> EXCERPT TO READ
++++++

Problem is, "All About Steve" wants to charm us too. Mary Magdalene Horowitz, portrayed by Bullock as a cockeyed optimist who can't take a hint, is stridently daffy, shiny red boots and all. She's great with words and lousy with people, pouring her life into her job as a crossword-puzzle constructor for a Sacramento newspaper. (Already they're sort of reaching: In which century does this take place?)

Her folks set up a blind date between Mary and a hunky CNN cameraman (Bradley Cooper), who then spends the rest of the movie crisscrossing the country on assignment while Mary follows, panting.

Thomas Haden Church, always good for some dryly ironic line readings, plays the preening on-camera reporter who inexplicably leads Mary to believe that his colleague is hot for her. Then a bunch of deaf kids fall into an abandoned mine shaft (!) (or rather: ?!), and "All About Steve" becomes a more serious and sentimental comedy all about the callowness of the media circus as it relates to exploitable tragedy.

++++++

> PROVIDED MATERIAL
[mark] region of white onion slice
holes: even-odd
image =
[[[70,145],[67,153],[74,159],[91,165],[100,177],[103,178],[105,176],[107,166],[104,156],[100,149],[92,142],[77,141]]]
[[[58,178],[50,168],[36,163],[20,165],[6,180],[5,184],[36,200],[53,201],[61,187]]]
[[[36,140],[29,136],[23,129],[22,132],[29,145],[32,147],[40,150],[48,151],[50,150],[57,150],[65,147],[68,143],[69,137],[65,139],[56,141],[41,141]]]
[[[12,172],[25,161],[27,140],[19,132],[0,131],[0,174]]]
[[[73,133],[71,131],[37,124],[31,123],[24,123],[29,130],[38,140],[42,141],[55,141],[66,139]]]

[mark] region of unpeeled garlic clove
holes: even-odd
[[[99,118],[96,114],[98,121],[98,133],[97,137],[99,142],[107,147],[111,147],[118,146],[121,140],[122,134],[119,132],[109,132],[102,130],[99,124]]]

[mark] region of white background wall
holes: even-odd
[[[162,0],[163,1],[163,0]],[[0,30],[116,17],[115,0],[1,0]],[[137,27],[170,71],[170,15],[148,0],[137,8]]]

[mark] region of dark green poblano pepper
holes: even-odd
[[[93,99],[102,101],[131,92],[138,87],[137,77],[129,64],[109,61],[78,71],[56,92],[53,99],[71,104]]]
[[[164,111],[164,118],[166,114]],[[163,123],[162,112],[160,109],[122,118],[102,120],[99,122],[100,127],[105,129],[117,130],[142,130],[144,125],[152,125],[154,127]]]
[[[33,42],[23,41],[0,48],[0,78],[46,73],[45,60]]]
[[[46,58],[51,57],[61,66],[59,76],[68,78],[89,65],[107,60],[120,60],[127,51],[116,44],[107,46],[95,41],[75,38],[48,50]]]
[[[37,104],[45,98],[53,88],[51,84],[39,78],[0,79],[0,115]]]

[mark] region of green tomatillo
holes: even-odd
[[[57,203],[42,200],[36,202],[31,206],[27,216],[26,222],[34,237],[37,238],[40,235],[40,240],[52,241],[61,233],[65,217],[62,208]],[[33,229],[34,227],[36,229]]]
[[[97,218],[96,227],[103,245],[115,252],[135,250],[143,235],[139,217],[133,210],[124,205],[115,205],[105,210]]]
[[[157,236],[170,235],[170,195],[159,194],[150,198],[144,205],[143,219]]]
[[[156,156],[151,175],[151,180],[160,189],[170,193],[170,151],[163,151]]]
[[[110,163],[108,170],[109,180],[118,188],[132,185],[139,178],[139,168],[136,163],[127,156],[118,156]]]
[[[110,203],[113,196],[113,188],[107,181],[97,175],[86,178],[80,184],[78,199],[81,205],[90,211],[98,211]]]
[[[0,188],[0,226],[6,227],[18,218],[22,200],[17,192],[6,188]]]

++++++

> PROBLEM 1
In the review of the film "All About Steve," transcribe everything from "Thomas Haden Church, always" down to "to exploitable tragedy.".
> PROBLEM 2
Continue the film review of "All About Steve" from the point where it stops.

> EXERCISE RESPONSE 1
Thomas Haden Church, always good for some dryly ironic line readings, plays the preening on-camera reporter who inexplicably leads Mary to believe that his colleague is hot for her. Then a bunch of deaf kids fall into an abandoned mine shaft (!) (or rather: ?!), and "All About Steve" becomes a more serious and sentimental comedy all about the callowness of the media circus as it relates to exploitable tragedy.

> EXERCISE RESPONSE 2
You may have seen Billy Wilder's "Ace in the Hole." Director Phil Traill's film, by contrast, from a script by Kim Barker (who wrote the execrable "License to Wed"), couldn't draw an ace if it played cards all year. Like the recent Kevin Costner vehicle "Swing Vote," this film makes timid observations about American media and ordinary folks trying to fit in that are depressingly toothless.

Though she served as producer on the project, Bullock isn't to be blamed. I like her, in good material and bad, and her hardy movie-star durability made "The Proposal" a success despite itself. Cooper's just coming off an even bigger title, "The Hangover." Perhaps "All About Steve" will become a hit by association.